WHAT THE TASK REQUIRES >> Once you know how many lines below hold "stem", reply with that number and add nothing.

** Opening EXERCISE DATA block **

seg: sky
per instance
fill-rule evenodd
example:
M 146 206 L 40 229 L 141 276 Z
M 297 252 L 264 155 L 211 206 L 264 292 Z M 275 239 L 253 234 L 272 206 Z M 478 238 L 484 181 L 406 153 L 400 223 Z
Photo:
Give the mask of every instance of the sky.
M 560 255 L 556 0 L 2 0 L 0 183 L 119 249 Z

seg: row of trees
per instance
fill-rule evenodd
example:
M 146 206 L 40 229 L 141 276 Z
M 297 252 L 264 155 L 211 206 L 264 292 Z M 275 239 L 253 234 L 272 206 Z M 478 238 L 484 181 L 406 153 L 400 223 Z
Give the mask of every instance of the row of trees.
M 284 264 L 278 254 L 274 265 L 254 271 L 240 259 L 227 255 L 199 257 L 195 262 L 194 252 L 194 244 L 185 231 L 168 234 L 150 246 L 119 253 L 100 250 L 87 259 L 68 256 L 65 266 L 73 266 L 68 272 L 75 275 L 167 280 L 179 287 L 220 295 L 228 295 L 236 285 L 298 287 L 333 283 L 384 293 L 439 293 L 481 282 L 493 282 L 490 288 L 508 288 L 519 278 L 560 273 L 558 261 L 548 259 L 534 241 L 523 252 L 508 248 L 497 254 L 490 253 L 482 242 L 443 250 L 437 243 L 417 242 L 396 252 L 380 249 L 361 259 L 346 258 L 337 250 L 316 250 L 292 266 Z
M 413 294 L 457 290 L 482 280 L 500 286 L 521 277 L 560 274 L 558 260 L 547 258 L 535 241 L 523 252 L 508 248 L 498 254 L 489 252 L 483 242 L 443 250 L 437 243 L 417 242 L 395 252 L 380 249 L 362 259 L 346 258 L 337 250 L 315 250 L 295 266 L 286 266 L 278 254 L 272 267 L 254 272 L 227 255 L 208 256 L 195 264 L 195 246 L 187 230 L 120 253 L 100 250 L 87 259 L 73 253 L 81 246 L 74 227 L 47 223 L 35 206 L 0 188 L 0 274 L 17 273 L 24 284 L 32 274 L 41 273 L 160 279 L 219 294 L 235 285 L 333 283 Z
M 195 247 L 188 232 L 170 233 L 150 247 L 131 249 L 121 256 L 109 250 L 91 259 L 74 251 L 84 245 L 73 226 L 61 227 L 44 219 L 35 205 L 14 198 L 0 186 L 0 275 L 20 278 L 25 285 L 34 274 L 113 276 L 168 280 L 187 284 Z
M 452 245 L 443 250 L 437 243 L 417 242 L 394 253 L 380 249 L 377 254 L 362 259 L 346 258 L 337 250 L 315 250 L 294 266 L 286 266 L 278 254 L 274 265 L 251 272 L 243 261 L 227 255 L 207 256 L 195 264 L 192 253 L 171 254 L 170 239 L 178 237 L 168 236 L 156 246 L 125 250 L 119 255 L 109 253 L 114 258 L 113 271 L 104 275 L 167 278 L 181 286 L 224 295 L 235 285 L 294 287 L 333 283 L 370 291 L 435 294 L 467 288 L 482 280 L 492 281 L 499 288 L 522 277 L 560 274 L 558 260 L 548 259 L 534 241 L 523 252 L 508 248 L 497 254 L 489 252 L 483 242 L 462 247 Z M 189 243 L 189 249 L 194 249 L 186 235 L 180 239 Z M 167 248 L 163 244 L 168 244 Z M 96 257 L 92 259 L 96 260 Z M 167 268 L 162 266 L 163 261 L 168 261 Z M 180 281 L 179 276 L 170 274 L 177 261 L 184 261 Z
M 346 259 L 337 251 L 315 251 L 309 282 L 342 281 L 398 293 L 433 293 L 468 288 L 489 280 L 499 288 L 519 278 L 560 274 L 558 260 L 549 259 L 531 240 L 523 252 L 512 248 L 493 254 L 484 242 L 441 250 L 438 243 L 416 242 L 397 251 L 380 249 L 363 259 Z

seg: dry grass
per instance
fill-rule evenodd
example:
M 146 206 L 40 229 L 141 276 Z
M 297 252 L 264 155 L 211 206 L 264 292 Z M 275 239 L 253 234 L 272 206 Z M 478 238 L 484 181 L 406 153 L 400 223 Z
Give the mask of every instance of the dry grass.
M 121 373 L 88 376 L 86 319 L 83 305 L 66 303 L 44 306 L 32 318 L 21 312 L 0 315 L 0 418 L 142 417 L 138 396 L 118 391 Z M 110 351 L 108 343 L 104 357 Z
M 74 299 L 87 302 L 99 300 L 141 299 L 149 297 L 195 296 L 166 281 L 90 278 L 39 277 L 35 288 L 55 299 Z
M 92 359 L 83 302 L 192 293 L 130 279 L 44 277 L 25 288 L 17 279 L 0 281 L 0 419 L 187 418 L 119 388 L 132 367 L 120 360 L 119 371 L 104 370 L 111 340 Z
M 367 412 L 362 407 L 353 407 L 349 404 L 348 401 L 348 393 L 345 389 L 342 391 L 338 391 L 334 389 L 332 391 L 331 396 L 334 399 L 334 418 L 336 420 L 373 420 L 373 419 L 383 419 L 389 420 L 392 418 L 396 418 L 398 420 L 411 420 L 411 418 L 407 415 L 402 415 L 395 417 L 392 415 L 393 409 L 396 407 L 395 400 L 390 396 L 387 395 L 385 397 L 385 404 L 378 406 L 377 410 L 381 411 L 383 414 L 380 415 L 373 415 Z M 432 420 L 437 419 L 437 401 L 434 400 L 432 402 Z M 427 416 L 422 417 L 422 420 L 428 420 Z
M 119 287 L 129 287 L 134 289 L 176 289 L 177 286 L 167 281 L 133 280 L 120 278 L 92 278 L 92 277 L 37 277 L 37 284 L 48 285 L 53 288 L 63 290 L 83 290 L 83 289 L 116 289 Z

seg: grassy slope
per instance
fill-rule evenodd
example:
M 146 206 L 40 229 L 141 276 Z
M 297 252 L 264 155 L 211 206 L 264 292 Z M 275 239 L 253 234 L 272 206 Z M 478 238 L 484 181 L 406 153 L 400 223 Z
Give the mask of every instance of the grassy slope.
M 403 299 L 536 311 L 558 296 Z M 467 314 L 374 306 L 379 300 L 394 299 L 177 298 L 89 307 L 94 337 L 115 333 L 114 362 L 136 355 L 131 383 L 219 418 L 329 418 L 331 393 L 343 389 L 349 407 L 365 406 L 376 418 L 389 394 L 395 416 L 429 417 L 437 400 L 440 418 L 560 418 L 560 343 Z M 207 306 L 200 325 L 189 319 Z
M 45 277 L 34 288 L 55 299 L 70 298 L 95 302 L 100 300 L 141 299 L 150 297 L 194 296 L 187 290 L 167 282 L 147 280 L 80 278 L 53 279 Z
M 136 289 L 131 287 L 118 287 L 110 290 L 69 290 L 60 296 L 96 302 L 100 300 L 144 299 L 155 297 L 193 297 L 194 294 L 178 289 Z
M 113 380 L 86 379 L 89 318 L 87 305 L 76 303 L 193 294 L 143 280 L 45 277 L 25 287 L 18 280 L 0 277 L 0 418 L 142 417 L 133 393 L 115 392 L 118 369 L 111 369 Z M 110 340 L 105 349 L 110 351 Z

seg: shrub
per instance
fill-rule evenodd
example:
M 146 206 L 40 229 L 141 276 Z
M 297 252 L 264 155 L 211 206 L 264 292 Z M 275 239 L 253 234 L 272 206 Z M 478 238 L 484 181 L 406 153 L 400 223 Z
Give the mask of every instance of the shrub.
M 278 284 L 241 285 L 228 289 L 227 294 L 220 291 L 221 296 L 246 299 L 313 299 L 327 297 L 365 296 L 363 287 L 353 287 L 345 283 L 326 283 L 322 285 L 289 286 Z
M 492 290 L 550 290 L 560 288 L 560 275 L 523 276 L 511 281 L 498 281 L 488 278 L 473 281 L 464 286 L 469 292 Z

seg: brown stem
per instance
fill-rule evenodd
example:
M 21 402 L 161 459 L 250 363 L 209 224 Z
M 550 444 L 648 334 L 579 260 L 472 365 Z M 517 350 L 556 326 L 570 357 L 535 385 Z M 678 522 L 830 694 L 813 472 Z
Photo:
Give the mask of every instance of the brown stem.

** Closing EXERCISE DATA block **

RESULT OF THIS EXERCISE >> 2